**Document excerpt:**
┌────────

Kiss 4K released six print issues and four digital issues, in addition to the over-sized Destroyer Edition of Issue #1, a limited edition preview issue, and the Kissmas special issue. A webcomic series was also produced in conjunction with the print issues, telling stories about previous holders of the Kiss powers. In 2009, a lithograph boxed set of exclusive art from the Kiss 4K series was released.

- 4K Preview Issue (Limited Edition)
- Legends Never Die Story Arc:
  - Issue #1
    - Over-sized Destroyer Edition variants: black & white, yellow bar, white bar, black bar, "Scott's Vault" yellow bar
    - Standard-sized variants: "Scott's Vault" silver foil edition, red foil, gold foil, sketch cover, untrimmed version
  - Issues #2–6 — Standard-sized retail issues
  - Issues #7–10 — "Online Edition" digital-only issues
- Kissmas Special (Christmas 2007) — Available in a "Scott's Vault" silver foil variant
- Webcomics:
  - Casanova/Starchild: "Tonight You Belong To Me", "Love's A Deadly Weapon" & "Partners In Crime"
  - Yoshiee/Chikara: "Almost Human" & "Lonely Is The Hunter"
  - Constantine/Celestial: "War Machine" & "Strange Ways"
  - Shaka/The Demon: "Childhood's End" & "I Walk Alone"
  - Christmas Special: "Let It Snow, Rock & Roll!"
- The Art of Kiss 4K — lithograph box set

=== Archie Comics ===
In 2011 Kiss announced the release of Archie Meets Kiss, a new four-issue comic book series in conjunction with Archie Comics. Each issue was released with two variant covers and all four issues were compiled into both a trade paperback and trade hardcover book.

=== IDW Publishing ===

==== Kiss ====
Kiss was a comic series being printed by IDW Publishing, written by Chris Ryall and illustrated by Jamal Igle. The first issue was released in June 2012 and so far eight issues have been published. The first issue is titled "Dressed to Kill" and has six variant covers. Part 2 of "Dressed to Kill" was released in July and has five variant covers.

==== Greatest Hits ====
IDW has published a series of trade paperbacks, titled Kiss Greatest Hits, which compiled every series of Kiss comics, starting with Kiss' Marvel comics. The first issue was titled Kiss Greatest Hits, Vol. 1: The Marvel Years and compiled issue #1 and #5 of the Marvel Comics Super Special series featuring the Kiss characters. The second edition collected issue 1-6 of the Todd McFarlane Psycho Circus series.

└────────

**Material:**
┌────────

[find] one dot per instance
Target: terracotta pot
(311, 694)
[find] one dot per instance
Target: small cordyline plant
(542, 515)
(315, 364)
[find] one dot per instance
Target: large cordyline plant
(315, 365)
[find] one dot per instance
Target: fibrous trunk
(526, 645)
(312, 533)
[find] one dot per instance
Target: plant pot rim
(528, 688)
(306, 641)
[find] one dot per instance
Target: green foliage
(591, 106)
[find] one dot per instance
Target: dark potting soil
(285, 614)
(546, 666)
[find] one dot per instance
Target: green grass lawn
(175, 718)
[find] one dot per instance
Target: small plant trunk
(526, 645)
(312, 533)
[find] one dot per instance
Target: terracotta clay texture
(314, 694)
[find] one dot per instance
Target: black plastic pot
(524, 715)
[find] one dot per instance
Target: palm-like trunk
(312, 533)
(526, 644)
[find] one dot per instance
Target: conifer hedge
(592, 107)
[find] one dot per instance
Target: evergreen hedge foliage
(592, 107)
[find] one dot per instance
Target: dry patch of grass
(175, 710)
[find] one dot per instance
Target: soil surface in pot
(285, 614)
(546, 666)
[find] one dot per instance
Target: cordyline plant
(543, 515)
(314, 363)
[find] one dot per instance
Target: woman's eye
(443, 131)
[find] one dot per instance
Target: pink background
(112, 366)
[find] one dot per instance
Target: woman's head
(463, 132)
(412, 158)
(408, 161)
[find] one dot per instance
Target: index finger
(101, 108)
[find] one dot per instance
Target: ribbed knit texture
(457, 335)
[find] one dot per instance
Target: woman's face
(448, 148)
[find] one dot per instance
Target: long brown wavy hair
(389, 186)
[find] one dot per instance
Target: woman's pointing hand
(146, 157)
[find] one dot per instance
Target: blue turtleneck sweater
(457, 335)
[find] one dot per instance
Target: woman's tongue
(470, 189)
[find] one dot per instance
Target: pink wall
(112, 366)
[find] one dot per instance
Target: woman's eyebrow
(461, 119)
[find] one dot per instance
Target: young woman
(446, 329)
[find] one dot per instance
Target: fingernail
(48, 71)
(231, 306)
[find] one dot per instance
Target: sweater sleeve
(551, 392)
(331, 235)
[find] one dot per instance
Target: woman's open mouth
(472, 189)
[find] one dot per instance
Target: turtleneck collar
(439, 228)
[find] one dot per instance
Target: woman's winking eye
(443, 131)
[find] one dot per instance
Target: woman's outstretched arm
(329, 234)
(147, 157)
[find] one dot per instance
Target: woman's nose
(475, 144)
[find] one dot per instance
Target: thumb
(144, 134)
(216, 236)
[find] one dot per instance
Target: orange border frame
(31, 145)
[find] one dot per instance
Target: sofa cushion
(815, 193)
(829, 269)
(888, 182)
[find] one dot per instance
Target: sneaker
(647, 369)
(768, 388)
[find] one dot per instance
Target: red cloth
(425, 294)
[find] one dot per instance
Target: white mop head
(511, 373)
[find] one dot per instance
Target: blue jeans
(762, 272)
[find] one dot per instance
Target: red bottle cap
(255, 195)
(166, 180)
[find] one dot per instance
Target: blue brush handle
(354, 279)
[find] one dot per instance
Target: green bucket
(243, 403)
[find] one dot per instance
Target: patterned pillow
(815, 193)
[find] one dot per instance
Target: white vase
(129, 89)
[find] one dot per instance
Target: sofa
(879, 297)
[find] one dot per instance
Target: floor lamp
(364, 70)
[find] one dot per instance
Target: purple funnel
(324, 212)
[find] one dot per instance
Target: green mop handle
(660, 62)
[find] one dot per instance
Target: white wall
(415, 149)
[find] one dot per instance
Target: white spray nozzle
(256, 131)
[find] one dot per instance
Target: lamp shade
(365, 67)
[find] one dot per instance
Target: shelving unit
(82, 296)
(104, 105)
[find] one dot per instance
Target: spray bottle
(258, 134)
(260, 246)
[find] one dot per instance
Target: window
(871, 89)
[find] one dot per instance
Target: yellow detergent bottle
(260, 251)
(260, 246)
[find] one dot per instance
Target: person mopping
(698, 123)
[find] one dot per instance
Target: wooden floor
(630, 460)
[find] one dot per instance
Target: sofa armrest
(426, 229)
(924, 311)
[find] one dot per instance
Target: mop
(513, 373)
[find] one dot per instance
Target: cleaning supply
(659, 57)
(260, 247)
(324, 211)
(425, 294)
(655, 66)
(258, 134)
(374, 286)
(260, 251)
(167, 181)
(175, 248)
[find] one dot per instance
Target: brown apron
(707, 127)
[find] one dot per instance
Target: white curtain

└────────

**Exercise aim:** Repeat the Kiss comics text above, starting with "Kiss 4K released" and going on through "Issue (Limited Edition)", swapping "lithograph" for "poster" each time it appears.

**Exercise result:**
Kiss 4K released six print issues and four digital issues, in addition to the over-sized Destroyer Edition of Issue #1, a limited edition preview issue, and the Kissmas special issue. A webcomic series was also produced in conjunction with the print issues, telling stories about previous holders of the Kiss powers. In 2009, a poster boxed set of exclusive art from the Kiss 4K series was released.

- 4K Preview Issue (Limited Edition)